[Begin Input rows]

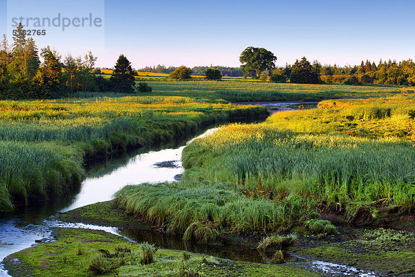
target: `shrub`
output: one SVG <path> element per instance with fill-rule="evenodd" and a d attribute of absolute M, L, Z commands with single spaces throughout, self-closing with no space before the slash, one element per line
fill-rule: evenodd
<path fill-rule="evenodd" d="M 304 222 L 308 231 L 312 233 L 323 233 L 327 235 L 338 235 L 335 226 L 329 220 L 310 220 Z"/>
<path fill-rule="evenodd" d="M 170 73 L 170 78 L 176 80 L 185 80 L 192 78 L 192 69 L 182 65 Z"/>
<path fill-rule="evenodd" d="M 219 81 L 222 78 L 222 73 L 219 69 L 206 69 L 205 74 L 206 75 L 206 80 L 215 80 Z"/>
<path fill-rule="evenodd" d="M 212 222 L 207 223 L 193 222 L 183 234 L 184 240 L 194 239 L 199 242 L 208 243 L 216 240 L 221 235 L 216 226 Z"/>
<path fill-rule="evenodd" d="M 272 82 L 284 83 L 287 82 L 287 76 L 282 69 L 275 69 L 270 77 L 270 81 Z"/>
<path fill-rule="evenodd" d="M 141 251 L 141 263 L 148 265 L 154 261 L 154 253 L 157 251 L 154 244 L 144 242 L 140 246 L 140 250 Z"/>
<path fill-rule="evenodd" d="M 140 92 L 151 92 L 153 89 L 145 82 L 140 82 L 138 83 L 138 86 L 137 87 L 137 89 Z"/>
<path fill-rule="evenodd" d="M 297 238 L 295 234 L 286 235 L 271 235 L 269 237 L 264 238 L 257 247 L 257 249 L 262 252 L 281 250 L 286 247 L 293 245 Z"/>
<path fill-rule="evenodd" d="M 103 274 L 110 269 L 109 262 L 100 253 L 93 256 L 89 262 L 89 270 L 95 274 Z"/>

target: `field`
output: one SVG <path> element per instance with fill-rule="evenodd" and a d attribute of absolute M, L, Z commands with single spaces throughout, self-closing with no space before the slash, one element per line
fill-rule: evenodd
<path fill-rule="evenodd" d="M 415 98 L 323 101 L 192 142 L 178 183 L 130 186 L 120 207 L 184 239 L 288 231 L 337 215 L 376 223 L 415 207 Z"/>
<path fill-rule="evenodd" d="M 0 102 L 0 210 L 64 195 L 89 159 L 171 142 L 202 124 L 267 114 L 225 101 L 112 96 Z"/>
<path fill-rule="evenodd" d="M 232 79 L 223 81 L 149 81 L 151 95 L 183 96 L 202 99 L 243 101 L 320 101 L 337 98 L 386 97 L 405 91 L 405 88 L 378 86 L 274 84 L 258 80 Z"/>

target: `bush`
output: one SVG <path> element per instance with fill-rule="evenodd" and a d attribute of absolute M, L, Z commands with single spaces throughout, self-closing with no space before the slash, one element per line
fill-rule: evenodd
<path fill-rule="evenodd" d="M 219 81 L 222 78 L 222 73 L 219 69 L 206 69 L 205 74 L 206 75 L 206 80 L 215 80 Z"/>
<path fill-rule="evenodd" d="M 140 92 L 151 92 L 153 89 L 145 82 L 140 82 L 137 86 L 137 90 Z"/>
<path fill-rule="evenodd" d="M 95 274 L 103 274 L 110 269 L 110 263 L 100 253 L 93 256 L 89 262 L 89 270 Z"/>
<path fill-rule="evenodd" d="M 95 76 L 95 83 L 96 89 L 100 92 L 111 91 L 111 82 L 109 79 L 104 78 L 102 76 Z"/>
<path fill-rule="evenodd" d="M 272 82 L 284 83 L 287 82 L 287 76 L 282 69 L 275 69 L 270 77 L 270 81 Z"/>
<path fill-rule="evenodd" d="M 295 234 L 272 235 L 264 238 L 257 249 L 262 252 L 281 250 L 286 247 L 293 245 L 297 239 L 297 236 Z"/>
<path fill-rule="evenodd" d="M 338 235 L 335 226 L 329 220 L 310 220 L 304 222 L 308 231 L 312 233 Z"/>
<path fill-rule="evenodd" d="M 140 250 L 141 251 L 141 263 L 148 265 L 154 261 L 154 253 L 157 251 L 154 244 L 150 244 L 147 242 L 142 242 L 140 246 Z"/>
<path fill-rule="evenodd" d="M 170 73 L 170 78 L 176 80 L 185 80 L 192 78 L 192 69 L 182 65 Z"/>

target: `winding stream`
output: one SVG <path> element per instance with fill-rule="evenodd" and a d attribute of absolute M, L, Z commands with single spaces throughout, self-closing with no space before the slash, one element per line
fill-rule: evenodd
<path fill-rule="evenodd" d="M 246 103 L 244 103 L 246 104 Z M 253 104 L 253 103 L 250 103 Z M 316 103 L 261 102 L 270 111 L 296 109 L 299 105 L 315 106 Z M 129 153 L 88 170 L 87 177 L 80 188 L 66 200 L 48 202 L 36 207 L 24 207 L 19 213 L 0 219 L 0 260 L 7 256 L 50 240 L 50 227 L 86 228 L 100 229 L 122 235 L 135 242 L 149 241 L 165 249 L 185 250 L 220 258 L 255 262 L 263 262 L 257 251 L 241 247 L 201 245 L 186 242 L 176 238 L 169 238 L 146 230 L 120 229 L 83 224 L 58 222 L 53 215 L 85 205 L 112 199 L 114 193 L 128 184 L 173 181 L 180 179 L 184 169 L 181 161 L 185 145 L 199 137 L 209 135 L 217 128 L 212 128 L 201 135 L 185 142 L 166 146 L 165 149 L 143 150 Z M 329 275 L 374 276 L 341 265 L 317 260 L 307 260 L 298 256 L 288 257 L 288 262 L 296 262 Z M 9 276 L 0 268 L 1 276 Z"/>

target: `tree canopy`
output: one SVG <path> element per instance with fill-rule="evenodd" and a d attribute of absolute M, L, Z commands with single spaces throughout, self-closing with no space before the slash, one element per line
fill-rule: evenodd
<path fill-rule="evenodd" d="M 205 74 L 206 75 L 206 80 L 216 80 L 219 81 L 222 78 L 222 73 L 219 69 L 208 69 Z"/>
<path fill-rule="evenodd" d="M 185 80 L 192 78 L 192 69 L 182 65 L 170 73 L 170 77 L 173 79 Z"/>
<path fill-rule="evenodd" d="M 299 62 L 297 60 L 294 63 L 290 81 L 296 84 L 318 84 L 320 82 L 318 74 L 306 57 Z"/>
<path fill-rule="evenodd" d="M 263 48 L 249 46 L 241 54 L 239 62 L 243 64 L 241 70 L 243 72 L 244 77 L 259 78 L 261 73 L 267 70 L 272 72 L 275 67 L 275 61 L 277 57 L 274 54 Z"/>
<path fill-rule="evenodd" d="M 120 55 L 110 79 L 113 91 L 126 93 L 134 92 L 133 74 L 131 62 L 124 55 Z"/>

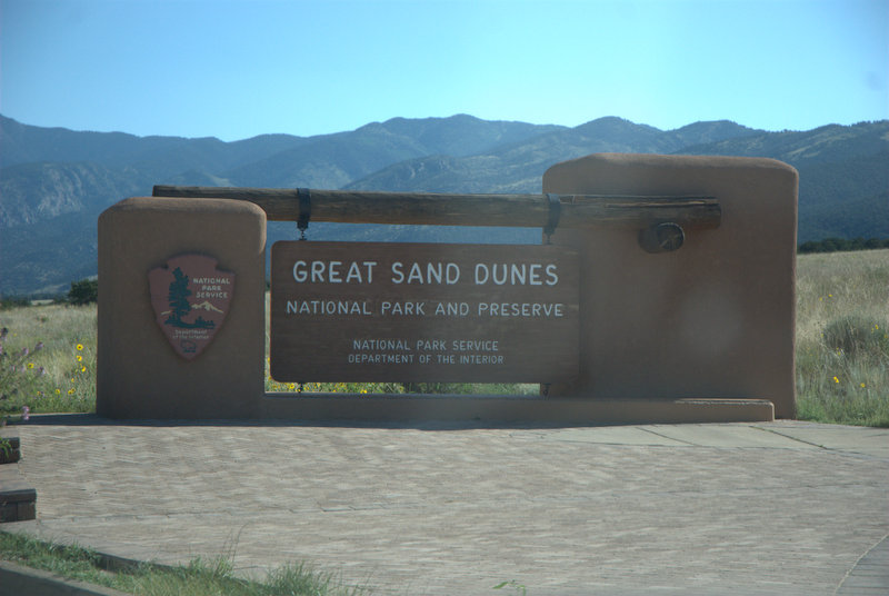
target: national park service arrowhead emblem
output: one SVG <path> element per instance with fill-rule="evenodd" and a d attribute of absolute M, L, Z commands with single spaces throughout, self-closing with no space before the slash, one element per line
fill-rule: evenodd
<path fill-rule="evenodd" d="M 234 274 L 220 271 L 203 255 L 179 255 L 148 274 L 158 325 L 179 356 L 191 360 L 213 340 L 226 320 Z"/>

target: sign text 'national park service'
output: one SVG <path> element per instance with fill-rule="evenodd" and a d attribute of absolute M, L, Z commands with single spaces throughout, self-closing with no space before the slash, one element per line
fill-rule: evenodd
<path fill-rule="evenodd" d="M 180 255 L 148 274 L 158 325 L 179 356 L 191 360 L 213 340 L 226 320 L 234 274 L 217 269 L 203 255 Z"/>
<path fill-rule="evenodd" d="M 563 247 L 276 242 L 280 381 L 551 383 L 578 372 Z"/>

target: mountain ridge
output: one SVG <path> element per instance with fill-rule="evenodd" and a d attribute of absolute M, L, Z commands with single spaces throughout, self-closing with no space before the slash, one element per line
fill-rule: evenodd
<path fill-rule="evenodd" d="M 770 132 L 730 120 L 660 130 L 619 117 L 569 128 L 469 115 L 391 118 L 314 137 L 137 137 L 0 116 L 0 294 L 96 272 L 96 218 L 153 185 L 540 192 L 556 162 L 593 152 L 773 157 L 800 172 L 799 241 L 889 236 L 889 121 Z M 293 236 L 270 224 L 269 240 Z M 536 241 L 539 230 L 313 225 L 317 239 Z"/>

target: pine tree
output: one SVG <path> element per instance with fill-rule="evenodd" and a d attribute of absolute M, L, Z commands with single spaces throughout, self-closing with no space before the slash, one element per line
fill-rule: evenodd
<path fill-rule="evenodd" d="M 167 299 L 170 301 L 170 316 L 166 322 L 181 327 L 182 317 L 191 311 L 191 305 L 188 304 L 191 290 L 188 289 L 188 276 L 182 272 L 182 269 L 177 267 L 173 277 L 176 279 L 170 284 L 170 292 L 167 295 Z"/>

[End Input rows]
[Begin Input rows]

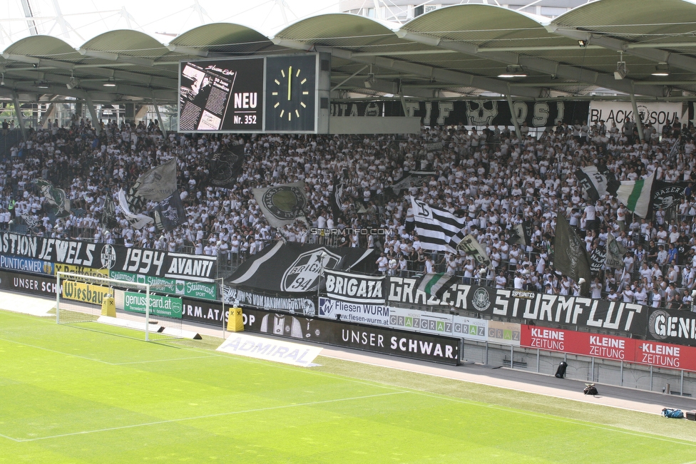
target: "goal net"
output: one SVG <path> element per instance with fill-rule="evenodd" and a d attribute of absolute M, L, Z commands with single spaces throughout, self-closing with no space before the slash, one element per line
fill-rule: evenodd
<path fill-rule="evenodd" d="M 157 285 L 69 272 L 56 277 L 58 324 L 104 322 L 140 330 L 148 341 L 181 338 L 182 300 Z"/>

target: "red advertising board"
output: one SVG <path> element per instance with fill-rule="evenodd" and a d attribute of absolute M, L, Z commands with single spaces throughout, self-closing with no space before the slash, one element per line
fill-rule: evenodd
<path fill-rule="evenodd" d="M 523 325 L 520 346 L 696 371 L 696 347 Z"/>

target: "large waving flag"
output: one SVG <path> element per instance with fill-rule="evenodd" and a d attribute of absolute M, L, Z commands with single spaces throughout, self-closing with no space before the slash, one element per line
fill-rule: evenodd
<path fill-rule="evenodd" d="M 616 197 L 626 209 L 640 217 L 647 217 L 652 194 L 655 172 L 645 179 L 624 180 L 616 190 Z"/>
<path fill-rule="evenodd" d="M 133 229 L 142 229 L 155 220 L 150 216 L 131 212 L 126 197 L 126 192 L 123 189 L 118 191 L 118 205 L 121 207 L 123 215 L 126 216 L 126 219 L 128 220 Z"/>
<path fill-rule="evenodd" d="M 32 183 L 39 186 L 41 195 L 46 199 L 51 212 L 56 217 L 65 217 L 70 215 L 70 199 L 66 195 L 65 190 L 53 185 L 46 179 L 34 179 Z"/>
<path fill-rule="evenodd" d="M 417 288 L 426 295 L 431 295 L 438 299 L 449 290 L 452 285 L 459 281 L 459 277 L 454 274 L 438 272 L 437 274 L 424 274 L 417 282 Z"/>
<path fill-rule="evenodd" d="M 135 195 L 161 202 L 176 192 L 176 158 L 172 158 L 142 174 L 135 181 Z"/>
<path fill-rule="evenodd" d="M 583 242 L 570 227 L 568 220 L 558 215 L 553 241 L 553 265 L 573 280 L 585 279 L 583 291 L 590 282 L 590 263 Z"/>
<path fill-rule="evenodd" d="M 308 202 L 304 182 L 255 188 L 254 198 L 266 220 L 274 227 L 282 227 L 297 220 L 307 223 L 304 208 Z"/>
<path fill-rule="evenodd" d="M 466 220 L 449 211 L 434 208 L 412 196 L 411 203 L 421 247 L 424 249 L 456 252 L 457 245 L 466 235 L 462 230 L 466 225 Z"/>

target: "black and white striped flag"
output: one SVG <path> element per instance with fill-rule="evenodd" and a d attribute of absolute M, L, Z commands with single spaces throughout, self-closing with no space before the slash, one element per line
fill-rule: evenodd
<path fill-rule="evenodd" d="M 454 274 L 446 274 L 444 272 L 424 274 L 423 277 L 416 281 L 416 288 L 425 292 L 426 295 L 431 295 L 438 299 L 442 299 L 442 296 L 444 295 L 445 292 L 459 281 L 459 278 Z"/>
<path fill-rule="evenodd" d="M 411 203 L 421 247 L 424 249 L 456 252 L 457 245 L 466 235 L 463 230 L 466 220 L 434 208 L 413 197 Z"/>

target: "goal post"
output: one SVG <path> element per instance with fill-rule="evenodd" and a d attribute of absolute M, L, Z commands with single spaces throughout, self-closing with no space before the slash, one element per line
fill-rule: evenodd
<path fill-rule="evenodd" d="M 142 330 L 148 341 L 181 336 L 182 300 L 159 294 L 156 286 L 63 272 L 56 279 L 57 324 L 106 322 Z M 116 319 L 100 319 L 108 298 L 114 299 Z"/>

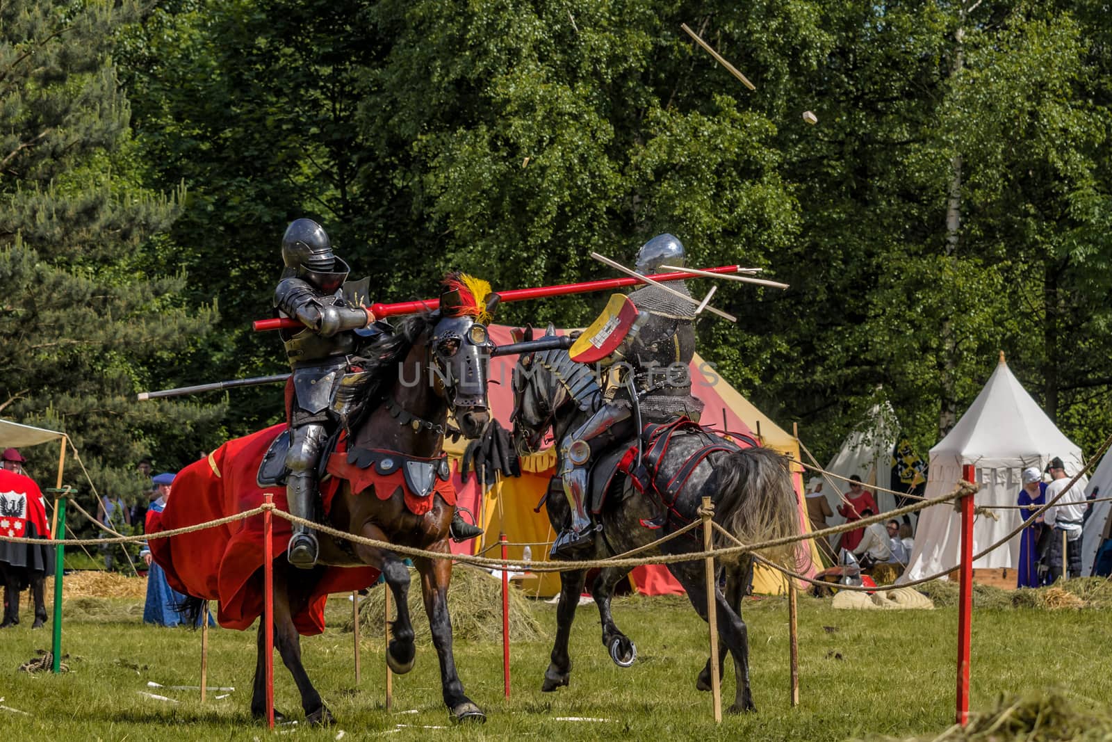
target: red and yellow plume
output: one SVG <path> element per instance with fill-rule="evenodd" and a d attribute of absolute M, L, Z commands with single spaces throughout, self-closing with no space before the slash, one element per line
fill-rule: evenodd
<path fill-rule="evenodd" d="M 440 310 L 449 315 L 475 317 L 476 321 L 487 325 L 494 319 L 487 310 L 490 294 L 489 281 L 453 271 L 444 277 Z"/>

[End Input rows]

● **Exercise instructions**
List every line of the data above that contains the string "tree", copying each line in full.

● **Task result**
target: `tree canopy`
target: pine tree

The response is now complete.